▸ ACTION ITEM:
In the text on ethical principles, swap "patients" for "service users" and write out the part from "2. fairness and" up to and including "global medical ethic.".

▸ READING TEXT:
1. solidarity and community: As we face the storms to come of climate change and financial crisis, it is likely that we will be better served by the promotion of feelings of solidarity and mutual community rather than the pursuit of insurance schemes or accumulation of money in the bank.

2. fairness and justice: There is a need to aspire not just to high standards but also to universal standards, that patients and public themselves would be involved in defining and achieving, standards that would become the norm for all, wherever they might live and by so doing advance the cause of a global medical ethic.

3. responsibility: Through accountability, we address our responsibility to others. It is also important for us to express responsibility to Self, in other words to Truth and one of the greatest threats today to psychic health is duplicity and misrepresentation that lead to a creeping and spreading cynicism. There is also responsibility to our environment, which is our physical home. At times, we are also called to be responsibility for others, since one day we may well hope and wish for others to show a similar responsibility for us if we lie dying or injured.

▸ SUPPLIED INFORMATION:

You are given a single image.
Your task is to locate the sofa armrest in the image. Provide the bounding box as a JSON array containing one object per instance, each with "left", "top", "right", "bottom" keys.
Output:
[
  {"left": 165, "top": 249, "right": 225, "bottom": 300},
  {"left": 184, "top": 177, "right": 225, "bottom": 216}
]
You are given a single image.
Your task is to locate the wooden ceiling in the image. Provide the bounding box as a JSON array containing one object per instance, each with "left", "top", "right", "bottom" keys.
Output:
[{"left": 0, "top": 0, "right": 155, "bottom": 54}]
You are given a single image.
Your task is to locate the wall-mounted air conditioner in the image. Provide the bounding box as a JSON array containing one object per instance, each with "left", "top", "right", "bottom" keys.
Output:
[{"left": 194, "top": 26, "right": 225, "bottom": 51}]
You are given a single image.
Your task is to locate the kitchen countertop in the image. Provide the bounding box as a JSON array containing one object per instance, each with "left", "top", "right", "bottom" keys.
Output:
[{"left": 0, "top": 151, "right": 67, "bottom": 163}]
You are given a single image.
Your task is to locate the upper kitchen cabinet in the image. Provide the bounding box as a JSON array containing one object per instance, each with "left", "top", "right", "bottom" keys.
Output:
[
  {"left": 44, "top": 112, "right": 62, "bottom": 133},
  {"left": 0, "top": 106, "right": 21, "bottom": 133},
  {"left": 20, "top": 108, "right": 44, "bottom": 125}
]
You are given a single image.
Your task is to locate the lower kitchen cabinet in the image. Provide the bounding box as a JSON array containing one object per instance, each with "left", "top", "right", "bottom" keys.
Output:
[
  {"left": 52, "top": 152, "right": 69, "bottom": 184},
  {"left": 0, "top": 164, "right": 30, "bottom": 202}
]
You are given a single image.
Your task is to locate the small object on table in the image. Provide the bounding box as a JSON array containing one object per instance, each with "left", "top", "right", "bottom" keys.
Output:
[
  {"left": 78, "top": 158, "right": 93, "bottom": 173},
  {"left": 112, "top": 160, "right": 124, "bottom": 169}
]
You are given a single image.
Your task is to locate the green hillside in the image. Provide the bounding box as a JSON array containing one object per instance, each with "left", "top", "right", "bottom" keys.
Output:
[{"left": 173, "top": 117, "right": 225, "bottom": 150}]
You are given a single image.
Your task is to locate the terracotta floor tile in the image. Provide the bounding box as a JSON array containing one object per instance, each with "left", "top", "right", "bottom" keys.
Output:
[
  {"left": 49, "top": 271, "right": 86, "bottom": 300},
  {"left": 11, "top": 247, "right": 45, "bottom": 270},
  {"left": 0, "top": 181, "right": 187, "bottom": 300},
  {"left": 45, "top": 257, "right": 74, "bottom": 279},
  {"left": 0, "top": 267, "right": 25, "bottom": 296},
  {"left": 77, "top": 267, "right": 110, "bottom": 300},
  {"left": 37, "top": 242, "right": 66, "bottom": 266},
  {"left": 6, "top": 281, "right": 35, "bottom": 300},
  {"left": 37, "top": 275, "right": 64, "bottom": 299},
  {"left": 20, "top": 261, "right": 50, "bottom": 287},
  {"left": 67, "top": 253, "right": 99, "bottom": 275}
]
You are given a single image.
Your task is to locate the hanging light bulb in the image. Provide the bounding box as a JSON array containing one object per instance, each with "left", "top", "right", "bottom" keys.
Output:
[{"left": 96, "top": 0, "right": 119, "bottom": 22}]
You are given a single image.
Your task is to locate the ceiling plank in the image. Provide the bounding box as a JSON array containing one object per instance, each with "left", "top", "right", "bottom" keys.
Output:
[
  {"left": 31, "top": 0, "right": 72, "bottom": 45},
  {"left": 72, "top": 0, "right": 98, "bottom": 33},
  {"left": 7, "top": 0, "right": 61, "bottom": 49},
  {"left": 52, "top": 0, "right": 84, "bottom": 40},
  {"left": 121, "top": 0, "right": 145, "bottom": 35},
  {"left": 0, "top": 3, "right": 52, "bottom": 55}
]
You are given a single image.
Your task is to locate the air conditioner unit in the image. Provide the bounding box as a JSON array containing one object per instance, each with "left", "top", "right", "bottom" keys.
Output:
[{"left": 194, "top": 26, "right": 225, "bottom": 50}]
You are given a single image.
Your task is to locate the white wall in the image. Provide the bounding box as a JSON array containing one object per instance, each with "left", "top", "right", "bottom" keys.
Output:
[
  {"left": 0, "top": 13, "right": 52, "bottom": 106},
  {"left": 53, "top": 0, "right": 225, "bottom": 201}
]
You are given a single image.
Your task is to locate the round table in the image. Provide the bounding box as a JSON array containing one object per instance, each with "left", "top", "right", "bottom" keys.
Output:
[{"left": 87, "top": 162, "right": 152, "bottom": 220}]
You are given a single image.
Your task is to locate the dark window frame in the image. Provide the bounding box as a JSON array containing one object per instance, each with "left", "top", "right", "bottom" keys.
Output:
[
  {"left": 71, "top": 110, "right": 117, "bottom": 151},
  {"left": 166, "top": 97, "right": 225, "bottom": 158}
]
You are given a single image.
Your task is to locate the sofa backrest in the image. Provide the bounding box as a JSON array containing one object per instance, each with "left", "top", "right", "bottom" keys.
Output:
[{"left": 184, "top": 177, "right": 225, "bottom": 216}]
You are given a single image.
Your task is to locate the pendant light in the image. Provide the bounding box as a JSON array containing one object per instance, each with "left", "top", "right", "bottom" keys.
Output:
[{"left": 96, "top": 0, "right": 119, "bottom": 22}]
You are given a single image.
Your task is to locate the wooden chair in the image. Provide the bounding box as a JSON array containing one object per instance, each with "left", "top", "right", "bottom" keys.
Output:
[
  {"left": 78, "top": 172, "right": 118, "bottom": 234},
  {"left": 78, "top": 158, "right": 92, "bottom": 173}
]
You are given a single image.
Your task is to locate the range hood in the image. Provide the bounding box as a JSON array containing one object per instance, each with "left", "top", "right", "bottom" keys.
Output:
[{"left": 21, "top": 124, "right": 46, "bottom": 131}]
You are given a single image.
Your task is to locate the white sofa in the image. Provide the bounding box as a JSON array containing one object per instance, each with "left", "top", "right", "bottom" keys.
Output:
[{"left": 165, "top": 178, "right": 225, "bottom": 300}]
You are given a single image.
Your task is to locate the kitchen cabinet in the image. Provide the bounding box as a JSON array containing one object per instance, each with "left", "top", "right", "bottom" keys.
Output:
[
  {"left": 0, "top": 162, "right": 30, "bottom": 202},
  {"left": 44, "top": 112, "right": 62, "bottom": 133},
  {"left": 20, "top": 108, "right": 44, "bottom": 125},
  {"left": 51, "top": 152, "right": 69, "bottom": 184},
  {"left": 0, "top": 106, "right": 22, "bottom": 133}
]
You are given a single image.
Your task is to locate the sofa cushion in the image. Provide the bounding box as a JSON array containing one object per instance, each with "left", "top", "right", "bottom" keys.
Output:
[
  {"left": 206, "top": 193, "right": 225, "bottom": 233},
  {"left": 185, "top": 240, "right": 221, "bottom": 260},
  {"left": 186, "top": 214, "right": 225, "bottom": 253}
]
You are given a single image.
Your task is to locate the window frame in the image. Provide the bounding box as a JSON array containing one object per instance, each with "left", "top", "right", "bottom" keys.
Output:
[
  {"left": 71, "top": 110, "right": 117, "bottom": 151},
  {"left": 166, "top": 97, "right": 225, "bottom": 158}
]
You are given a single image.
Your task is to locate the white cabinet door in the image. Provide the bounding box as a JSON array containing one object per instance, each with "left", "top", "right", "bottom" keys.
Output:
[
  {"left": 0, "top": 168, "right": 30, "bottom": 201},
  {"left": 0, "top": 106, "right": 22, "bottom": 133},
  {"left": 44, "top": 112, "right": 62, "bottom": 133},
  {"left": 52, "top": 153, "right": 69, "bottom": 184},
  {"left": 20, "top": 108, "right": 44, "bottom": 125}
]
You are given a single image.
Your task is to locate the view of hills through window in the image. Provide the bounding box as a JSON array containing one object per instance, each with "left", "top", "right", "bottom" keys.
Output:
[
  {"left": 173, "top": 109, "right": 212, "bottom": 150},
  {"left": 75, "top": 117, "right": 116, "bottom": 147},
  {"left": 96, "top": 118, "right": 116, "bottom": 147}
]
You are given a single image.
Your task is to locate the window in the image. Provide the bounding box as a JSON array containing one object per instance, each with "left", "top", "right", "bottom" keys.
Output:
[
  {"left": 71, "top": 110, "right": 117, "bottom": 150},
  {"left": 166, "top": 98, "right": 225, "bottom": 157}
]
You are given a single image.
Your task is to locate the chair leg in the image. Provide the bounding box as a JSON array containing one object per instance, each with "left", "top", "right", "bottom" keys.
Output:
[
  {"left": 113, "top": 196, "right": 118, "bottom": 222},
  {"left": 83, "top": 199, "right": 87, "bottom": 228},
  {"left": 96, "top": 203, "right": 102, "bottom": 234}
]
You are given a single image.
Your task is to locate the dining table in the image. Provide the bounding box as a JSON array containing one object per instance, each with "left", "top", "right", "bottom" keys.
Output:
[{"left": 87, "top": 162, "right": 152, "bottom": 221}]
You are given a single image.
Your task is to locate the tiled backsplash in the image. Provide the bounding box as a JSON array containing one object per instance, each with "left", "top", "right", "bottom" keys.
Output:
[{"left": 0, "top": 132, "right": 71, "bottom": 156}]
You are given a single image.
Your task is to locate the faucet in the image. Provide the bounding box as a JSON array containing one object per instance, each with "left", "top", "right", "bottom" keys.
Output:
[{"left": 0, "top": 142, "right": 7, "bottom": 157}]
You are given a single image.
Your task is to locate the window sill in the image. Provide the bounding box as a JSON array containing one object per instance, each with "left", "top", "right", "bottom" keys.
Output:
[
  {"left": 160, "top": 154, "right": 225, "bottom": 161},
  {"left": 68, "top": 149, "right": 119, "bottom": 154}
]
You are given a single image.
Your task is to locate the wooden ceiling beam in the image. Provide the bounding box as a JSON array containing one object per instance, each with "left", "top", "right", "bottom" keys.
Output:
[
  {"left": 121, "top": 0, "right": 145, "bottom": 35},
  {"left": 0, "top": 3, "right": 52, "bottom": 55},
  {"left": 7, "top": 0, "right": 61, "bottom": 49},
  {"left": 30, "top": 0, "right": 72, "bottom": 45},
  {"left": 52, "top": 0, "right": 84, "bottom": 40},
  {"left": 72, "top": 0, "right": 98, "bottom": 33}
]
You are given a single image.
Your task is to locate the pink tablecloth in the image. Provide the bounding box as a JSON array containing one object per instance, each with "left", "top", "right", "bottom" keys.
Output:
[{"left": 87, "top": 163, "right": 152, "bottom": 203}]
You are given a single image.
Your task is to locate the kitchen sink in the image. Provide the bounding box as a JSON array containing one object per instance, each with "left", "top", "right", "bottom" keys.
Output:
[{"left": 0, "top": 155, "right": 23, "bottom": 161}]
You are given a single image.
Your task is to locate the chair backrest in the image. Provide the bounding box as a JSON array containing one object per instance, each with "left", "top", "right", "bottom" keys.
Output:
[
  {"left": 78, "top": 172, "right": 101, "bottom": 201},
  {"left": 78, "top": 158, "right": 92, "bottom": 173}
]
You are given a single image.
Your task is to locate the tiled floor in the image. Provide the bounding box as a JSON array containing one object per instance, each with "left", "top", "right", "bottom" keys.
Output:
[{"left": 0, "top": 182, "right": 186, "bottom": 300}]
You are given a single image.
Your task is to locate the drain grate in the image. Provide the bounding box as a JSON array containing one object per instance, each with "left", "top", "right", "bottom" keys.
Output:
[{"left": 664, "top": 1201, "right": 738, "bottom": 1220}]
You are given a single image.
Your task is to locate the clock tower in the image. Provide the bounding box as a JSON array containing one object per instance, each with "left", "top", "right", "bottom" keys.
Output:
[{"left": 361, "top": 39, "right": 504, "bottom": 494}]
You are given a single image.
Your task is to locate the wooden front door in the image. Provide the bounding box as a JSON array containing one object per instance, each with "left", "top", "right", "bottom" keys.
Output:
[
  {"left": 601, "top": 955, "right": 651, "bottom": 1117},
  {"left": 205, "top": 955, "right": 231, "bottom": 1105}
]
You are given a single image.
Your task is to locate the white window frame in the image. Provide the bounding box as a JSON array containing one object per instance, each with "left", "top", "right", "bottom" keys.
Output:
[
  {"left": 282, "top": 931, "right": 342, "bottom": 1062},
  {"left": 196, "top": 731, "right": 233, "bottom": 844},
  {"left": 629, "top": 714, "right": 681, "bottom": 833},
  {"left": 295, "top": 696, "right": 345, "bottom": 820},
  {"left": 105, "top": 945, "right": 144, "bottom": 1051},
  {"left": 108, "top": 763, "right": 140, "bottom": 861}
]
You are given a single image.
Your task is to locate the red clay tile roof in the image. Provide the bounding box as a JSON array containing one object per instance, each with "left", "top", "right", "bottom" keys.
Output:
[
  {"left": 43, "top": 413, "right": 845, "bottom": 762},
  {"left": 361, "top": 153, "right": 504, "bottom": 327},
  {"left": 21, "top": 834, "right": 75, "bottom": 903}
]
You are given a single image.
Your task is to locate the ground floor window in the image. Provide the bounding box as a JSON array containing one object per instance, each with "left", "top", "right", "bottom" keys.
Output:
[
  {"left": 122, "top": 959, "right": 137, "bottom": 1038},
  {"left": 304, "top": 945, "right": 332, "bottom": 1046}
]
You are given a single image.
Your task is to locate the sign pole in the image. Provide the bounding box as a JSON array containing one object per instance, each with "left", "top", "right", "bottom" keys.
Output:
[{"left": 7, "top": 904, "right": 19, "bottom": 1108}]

▸ OUTPUT FOR THIS EXERCISE:
2. fairness and justice: There is a need to aspire not just to high standards but also to universal standards, that service users and public themselves would be involved in defining and achieving, standards that would become the norm for all, wherever they might live and by so doing advance the cause of a global medical ethic.